Select and copy every line in the material below that contains the string "leaf".

>> BEGIN

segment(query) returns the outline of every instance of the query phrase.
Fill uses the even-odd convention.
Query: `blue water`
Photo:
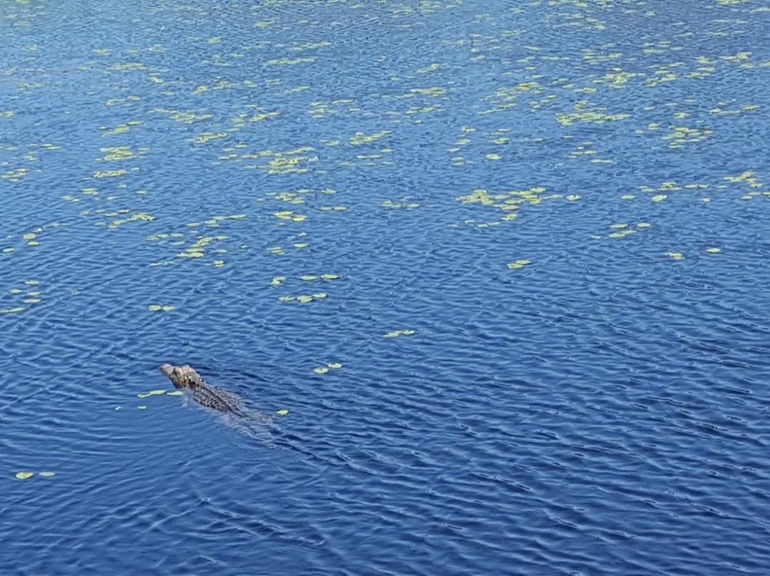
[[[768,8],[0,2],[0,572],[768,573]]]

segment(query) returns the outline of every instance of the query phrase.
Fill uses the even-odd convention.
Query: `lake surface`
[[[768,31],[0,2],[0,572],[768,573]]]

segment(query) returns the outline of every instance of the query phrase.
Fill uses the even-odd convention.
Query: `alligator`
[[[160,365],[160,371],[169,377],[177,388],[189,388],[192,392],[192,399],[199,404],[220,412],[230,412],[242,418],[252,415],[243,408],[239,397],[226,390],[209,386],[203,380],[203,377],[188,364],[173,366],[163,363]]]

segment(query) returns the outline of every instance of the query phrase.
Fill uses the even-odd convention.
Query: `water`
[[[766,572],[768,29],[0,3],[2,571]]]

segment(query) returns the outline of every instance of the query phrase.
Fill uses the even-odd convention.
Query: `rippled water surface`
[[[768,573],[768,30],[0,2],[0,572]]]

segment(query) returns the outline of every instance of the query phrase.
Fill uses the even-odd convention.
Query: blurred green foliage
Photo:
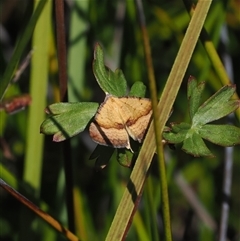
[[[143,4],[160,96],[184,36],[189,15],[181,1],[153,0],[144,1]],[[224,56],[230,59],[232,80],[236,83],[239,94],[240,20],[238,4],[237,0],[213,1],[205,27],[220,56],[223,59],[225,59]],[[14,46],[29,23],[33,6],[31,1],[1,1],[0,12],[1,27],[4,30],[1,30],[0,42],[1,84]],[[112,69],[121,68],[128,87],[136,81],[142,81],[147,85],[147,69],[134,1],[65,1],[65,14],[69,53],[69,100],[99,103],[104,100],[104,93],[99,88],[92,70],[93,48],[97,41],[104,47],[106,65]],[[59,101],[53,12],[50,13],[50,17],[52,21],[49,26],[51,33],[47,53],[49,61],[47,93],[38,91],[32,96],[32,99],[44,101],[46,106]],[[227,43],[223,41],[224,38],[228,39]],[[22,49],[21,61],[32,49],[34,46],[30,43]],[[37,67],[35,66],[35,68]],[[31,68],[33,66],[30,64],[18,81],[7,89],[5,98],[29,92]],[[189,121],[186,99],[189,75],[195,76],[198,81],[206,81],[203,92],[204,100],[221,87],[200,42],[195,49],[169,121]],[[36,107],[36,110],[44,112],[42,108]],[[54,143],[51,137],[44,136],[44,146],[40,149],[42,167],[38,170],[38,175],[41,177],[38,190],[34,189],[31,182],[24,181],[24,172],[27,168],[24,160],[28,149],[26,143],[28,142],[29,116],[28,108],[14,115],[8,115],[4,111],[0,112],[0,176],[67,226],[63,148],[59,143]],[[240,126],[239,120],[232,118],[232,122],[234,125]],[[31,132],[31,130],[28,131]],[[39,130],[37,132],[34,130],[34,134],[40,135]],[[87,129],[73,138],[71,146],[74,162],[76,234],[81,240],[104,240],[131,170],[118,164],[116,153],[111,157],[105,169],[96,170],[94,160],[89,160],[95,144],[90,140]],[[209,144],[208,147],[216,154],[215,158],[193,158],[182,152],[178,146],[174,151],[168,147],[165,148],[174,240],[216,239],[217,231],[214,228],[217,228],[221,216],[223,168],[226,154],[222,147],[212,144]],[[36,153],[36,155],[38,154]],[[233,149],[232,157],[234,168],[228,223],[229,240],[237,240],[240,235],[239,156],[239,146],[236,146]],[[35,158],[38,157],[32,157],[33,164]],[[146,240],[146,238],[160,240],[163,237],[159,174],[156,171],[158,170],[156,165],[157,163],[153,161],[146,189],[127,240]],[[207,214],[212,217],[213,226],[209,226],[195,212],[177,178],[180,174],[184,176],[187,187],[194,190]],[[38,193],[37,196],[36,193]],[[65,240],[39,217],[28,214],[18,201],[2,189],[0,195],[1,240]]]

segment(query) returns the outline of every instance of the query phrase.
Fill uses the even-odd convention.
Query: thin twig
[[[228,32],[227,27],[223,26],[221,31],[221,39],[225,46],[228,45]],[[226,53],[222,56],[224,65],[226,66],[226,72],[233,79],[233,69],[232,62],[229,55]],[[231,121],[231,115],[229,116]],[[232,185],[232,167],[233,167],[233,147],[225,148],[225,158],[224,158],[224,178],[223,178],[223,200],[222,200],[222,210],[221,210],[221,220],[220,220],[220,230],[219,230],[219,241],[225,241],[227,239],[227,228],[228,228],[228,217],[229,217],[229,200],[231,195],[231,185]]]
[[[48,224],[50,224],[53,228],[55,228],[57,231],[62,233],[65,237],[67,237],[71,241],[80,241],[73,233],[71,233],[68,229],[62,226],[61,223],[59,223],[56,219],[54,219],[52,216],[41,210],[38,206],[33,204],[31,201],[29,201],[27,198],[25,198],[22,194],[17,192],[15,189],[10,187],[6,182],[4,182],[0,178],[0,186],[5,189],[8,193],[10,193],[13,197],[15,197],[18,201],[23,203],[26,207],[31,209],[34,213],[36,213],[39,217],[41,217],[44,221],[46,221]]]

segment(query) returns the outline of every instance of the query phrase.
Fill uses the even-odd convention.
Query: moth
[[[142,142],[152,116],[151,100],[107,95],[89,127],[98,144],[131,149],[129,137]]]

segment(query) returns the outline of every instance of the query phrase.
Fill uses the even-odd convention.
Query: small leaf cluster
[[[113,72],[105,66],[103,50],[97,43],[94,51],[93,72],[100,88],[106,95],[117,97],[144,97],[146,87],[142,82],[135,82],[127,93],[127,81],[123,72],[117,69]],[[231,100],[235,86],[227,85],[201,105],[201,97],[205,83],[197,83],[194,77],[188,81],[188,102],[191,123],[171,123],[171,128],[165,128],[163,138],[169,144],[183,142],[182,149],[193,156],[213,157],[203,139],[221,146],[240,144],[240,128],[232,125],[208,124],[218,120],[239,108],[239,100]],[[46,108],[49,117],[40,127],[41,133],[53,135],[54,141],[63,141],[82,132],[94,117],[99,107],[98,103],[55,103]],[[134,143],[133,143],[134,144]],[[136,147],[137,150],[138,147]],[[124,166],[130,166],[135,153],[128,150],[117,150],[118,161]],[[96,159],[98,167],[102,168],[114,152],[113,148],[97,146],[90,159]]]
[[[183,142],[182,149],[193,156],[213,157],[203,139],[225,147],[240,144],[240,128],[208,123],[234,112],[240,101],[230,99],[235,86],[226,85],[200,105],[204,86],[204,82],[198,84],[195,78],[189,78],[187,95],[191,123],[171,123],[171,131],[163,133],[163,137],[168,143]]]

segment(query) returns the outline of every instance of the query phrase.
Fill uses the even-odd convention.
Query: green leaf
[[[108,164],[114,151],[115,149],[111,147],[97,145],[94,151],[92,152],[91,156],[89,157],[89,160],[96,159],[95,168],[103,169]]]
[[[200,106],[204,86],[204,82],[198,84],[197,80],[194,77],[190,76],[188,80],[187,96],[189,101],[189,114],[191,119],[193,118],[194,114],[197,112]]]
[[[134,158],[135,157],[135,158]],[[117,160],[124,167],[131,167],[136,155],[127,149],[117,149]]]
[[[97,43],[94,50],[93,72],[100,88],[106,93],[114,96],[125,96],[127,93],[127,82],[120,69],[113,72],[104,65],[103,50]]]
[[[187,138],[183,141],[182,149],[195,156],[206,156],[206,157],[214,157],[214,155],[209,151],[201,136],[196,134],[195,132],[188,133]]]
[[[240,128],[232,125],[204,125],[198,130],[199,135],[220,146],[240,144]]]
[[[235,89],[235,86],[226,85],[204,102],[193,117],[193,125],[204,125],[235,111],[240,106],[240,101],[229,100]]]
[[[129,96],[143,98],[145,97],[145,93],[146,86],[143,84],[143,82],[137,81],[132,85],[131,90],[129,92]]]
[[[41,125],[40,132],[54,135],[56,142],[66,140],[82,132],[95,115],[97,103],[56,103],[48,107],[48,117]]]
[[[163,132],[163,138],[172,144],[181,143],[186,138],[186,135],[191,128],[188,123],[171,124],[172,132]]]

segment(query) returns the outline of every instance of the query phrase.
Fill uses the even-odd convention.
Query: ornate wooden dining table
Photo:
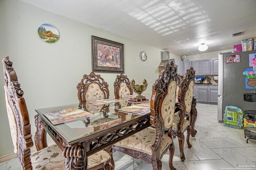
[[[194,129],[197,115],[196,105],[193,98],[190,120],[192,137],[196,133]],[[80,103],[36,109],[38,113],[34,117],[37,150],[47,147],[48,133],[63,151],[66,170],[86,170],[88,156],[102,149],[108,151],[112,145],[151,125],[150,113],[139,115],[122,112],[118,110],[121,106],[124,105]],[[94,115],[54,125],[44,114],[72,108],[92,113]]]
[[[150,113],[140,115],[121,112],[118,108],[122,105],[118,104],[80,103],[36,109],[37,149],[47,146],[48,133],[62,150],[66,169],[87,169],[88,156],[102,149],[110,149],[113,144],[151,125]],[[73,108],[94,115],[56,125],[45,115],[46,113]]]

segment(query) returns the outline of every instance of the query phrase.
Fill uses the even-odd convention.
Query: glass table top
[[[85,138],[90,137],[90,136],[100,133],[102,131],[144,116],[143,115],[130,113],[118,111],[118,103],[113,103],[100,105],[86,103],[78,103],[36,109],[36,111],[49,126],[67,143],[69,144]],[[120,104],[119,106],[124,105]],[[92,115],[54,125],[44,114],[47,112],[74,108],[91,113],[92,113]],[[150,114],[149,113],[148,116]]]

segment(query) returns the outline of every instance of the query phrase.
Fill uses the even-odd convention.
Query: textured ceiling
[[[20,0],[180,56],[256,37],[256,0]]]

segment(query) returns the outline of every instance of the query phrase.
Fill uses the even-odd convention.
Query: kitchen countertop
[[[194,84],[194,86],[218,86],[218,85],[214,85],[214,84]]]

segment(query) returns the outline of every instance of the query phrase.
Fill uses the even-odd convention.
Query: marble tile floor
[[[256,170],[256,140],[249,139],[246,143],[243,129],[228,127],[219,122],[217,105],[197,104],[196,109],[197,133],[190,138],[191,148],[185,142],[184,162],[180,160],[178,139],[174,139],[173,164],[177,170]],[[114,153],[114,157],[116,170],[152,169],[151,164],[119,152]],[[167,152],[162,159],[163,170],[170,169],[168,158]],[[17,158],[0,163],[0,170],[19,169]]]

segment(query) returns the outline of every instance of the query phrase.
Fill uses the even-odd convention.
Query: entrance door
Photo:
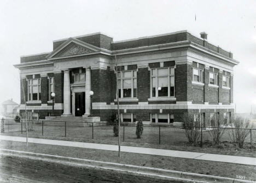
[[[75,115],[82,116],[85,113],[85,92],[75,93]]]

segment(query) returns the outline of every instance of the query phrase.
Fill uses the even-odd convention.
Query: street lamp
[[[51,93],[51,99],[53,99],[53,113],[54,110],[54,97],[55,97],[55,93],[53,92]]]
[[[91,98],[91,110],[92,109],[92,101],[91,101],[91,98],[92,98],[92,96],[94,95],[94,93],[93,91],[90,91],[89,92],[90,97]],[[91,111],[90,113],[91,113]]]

>> END
>> BEGIN

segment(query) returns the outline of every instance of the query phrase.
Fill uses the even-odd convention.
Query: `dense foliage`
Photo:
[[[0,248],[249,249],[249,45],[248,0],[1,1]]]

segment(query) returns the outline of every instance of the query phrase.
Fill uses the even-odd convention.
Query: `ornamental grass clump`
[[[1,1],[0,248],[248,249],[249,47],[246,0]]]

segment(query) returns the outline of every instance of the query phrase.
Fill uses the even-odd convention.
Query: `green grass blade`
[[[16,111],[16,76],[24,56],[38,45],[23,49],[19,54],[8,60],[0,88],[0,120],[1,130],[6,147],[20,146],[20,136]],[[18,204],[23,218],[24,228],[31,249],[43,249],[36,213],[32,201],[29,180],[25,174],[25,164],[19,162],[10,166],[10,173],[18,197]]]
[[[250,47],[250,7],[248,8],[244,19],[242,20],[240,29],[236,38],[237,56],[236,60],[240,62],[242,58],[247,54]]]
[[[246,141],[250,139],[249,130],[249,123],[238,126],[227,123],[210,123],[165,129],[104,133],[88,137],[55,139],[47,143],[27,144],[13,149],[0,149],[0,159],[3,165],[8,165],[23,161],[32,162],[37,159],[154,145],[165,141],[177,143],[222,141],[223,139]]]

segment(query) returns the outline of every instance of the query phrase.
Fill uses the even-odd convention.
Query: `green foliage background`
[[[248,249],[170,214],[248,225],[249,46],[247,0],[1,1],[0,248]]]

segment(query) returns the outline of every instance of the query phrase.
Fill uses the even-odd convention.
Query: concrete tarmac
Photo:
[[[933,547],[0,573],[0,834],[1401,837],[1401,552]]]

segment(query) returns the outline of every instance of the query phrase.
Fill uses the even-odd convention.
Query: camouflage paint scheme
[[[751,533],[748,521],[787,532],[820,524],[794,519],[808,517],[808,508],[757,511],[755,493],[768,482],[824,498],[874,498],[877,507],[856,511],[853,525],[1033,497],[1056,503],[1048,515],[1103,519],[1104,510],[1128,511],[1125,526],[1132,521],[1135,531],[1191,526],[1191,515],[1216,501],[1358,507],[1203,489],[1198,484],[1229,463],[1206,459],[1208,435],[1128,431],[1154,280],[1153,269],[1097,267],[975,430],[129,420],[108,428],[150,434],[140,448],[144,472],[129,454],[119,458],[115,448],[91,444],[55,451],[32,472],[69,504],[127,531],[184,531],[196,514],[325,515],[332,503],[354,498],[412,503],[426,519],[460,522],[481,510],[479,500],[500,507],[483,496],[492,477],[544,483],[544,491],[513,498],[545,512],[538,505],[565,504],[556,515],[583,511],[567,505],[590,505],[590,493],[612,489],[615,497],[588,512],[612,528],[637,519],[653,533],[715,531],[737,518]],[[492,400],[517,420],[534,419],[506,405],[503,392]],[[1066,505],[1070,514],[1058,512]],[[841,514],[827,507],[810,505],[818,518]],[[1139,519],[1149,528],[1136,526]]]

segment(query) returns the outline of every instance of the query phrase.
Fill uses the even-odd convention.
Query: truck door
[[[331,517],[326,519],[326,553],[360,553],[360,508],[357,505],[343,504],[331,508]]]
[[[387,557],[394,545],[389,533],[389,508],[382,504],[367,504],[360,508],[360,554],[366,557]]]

>> END

Response:
Query: small leaf cluster
Query: green leaf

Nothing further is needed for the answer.